▶ [TASK STATEMENT]:
Only the records, exactly as written, belong in the answer; pictures do not.

= Beginning of Section =

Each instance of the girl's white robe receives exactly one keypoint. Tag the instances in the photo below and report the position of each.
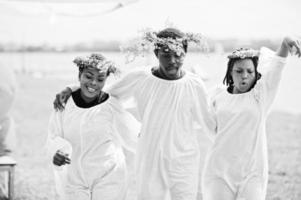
(239, 152)
(168, 151)
(95, 139)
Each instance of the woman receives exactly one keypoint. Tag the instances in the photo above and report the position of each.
(237, 165)
(91, 135)
(170, 101)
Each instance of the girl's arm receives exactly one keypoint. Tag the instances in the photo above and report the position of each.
(271, 64)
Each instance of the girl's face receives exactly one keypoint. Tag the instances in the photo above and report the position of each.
(91, 83)
(243, 75)
(170, 63)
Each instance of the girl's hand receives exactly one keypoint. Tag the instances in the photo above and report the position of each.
(61, 99)
(293, 43)
(60, 158)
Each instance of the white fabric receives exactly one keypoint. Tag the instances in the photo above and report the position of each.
(239, 153)
(8, 88)
(168, 150)
(95, 138)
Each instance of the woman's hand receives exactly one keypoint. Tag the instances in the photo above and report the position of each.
(61, 99)
(60, 158)
(290, 43)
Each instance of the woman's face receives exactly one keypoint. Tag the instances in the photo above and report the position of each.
(243, 75)
(91, 83)
(170, 63)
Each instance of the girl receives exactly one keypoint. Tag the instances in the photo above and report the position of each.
(237, 165)
(90, 135)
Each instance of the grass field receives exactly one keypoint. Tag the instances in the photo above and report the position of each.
(34, 180)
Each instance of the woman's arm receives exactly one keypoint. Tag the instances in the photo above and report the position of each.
(288, 44)
(58, 148)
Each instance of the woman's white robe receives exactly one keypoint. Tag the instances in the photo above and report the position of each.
(95, 138)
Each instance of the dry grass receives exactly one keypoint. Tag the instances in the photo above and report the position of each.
(34, 180)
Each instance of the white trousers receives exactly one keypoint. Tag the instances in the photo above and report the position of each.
(216, 188)
(112, 186)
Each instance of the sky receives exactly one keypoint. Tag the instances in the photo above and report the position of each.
(63, 22)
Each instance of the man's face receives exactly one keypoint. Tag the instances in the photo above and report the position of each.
(170, 63)
(91, 83)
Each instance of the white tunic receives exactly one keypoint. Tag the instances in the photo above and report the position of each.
(167, 153)
(239, 152)
(94, 138)
(8, 89)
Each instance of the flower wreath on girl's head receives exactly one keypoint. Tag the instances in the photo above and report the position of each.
(149, 41)
(243, 53)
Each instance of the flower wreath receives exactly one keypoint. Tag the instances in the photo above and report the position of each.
(243, 53)
(96, 61)
(148, 41)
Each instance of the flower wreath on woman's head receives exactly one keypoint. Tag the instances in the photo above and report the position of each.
(96, 61)
(149, 41)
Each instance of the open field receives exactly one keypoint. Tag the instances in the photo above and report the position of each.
(34, 177)
(46, 74)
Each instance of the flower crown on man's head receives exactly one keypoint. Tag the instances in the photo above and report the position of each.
(149, 41)
(96, 61)
(243, 53)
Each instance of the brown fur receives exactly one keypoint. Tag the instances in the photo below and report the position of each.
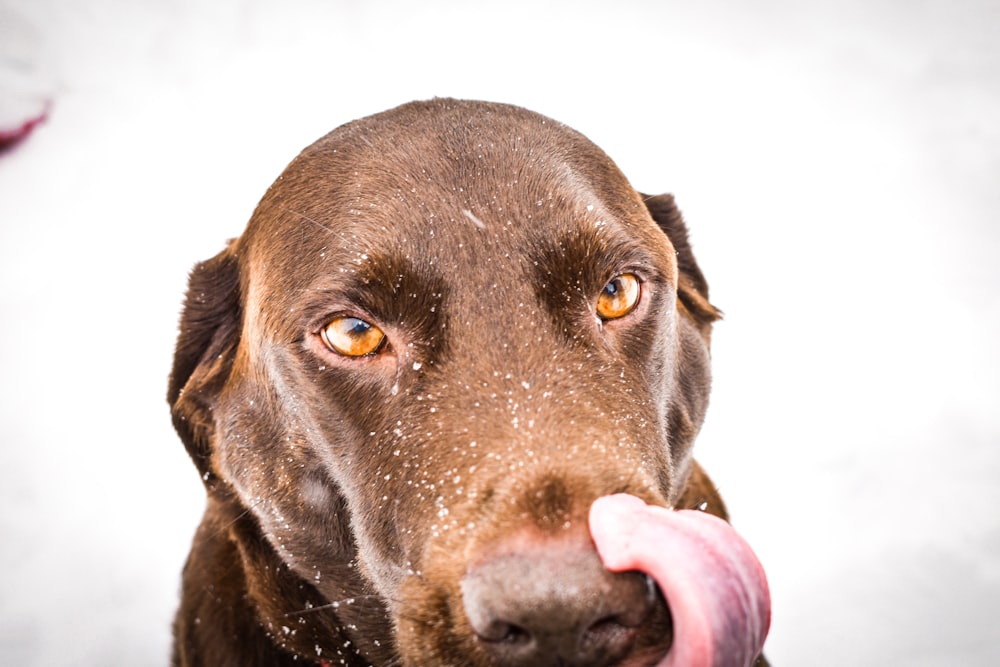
(348, 497)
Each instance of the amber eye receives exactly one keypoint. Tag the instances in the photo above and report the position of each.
(618, 297)
(352, 337)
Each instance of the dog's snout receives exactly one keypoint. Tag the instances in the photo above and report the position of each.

= End of Section =

▶ [ANSWER TO THIS TASK]:
Each instance of the girl's white robe receives exactly one keypoint. Tag the instances in the photo below and report the position of each.
(239, 152)
(168, 151)
(95, 139)
Each instance of the woman receives exactly one keypoint. Tag the instances in the photo above and report the position of each.
(237, 165)
(91, 135)
(170, 101)
Each instance of the girl's arm receives exactly one keypoint. Tag the instances in the photo above and report the position of each.
(271, 64)
Each instance of the girl's face receives exactly one keypoint. Tag the instances in the photo above and report the position of each.
(91, 83)
(243, 75)
(170, 63)
Each instance of the girl's hand receives exactly one keypoint. Tag the instances in the photo above and report the position of each.
(61, 99)
(293, 43)
(60, 158)
Each instance of the white fabric receives exactly one keypoint. Tag the instances in the photo above and report the position of each.
(239, 153)
(8, 88)
(168, 150)
(95, 138)
Each instance of the woman's hand receives exactly one keypoint. Tag the instances in the photo above and report the position of each.
(61, 99)
(60, 158)
(290, 43)
Each instance of the woman's face receives exactly one keypoint. Tag the instances in the photo above and report the position of each.
(243, 75)
(91, 83)
(170, 63)
Each instance of the girl receives exactly one keypoint. Tag the instances in the photo above and report the position of each.
(237, 165)
(90, 135)
Each instance of the grass field receives exactly one keypoint. Tag the instances in the photo above and report the position of each.
(34, 180)
Each instance of the woman's arm receives exactly one keypoint. Tag the instances in the photo above and report the position of each.
(288, 44)
(58, 148)
Each instance of the woman's white robe receives exactly one keypoint. Tag the instances in the photo above and report the position of each.
(95, 138)
Each instance of the dry grass receives exactly one keypoint. Tag the instances in the photo above and report the position of each.
(34, 180)
Each instance of the white trousers receives exactly one keypoint. Tag the instances in the photo above and report the position of each.
(216, 188)
(112, 186)
Each instance of the sky receives exactly one keypoint. Tag the instances in the photo above and report the position of each.
(63, 22)
Each instance of the man's face receives exactly one keypoint. Tag the instances in the photo above and report the position of each.
(170, 63)
(91, 83)
Each instance of the white tunic receives exactly one keypoint. Tag the instances in the photo above and report the position of each.
(167, 153)
(239, 152)
(94, 138)
(8, 89)
Each instance of the flower wreath on girl's head receives exactly one keypoint. Tag the instances in the photo above and report the position of each.
(149, 41)
(243, 53)
Each instance of the flower wreath receives exactly one keypoint. Tag the instances in the photo above and report the position of each.
(243, 53)
(96, 61)
(148, 41)
Each instance of the flower wreath on woman's head receives exactly one keypoint. Tag the instances in the photo above and report the position of each.
(96, 61)
(149, 41)
Each instance of the open field receives exactly one keypoint. Tag the instances in the photo above and report the position of each.
(34, 177)
(46, 74)
Each instance of the flower crown on man's head receives exactly one keypoint. Tag the instances in the photo above and report the position of each.
(149, 41)
(96, 61)
(243, 53)
Each instance of the brown fur receives exactly one keypoint. Tag the instances in the photo below and report the position of each.
(348, 497)
Each instance of the amber eye receives exactly one keypoint. Tag the instances in the photo above and report the position of each.
(618, 297)
(352, 337)
Each instance of the dog's snout receives exactly one keypoint. Tag the instances in the photo above and report the position of each.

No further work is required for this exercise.